Short problem A:
In the address on Catholic-Jewish relations, who sponsored the textbook studies completed at St. Louis University?
Short problem B:
Pick up the address on Catholic-Jewish relations after its last sentence and write the next paragraph.

Quoted passage:
## START

In educational circles the results of the textbook studies completed at St. Louis University a few years ago under the sponsorship of the Institute of Human Relations of the American Jewish Committee, and recently published in my book Catechetics and Prejudice, have begun to have their effect. And a contemplated doctoral dissertation at New York University by a Catholic will likely update the results of the St. Louis studies. The Thering-Gleason-Mudd studies have been largely responsible for the elimination of the deicide charge from all mainline Catholic educational materials and have led as well to the inclusion of substantive amounts of positive material on Judaism and the Jewish context of the early Church. Much still remains to be done in this area. I want to underscore that. Later on in this address as well as in the workshop sessions on Judaism and Catholic Education I will go into this question in greater depth. In addition, we have seen the slow but steady growth of courses on Judaism in Catholic colleges and seminaries, often taught by Jewish scholars and rabbis. Several other groups such as the Leadership Conference of Women Religious and the Catholic Library Association have contributed to the education of their members by induding Catholic-Jewish relations on the program of recent meetings.

In the liturgical sphere some attempts are under way to handle the use of scriptural texts which are anti-Judaic in tone. The use of such texts in the liturgy is especially crucial since they tend to acquire a kind of « halo » in such a setting and frequently there is little opportunity for background explanations or corrective statements. This is not an easy problem to come to grips with since it involves all sorts of complicated scholarly principles. But a group of Catholic scripture scholars convened under the aegis of the Secretariat for Catholic-Jewish Relations is attempting to prepare a series of recommendations for the American Bishops on the lectionary use of such passages.

The question of Israel and Catholic-Jewish relations has been put to a new test by the present events in the Middle East. While I have as yet been able to make no scientific assessment of the response of the Catholic community in 1973 as compared with 1967, the reports I am receiving from around the country from both Catholics and Jews indicate there is greater understanding and support on the grass roots level from both clergy and laity. The response of institutional Catholicism has been no better than in 1967, but we are beginning to recognize, are we not, that such response on this issue as on many others is simply not as important as it was once thought to be. The real action is moving to the local, grass roots level.

## END

Information shown:
## START

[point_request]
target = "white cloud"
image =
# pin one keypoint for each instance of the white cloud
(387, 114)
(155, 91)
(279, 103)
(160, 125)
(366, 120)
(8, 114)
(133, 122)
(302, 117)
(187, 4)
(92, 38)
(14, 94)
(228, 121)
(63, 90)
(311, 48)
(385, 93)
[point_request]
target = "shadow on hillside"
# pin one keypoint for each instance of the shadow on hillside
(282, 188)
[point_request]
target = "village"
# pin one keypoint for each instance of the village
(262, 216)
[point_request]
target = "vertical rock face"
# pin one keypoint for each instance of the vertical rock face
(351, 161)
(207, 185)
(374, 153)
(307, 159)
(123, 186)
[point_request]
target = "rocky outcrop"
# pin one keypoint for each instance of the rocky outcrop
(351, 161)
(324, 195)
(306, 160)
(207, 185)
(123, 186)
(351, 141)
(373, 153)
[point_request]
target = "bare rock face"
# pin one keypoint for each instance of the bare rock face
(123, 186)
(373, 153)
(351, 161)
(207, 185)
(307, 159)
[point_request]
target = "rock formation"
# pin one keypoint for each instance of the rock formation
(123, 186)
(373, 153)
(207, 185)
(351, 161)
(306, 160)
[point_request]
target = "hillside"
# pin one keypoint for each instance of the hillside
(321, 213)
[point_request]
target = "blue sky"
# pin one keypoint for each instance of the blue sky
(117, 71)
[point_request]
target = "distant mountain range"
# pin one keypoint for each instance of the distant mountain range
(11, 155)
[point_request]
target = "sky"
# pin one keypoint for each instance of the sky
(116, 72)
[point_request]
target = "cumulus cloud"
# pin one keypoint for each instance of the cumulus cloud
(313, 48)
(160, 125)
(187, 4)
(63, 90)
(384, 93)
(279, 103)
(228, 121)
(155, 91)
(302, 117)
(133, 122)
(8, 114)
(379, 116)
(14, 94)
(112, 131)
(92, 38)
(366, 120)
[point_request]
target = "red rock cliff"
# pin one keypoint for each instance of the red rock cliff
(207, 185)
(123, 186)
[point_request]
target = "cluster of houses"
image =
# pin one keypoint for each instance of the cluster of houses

## END

Task output A:
The Institute of Human Relations of the American Jewish Committee.

Task output B:
But a cautionary note must be sounded here. Given the energy crisis and the uncertain political situation in our country, coupled with the fact that any ceasefire in the Middle East will likely be followed by difficult negotiations rather than by the relative calm of the no-war no-peace climate which came to prevail following the June '67 war, Israel will be in a difficult position for the foreseeable future. Hence Catholics must be willing to offer their support on a continuing basis to American Jews and to their Israelibrothers and sisters in the difficult days ahead. This could perhaps involve the establishment of non-Jewish Israel support groups around the country that would have the resources to provide help in an organized fashion. One such group is currently in the planning stages in Chicago and one already exists in Houston. While praying for, and encouraging, peace in the Middle East and sensitive to the legitimate claims of the Palestinian people, Catholics must resolve to support the meaningful survival of Israel within relatively safe and defensible borders and insure that a new Holocaust is not perpetrated in the Middle East, not now by the Arabs driving the Israelis into the sea but by the world community acquiescing step-by-step in a gradual, subtle, yet very real, choking off of Israel's life and breath.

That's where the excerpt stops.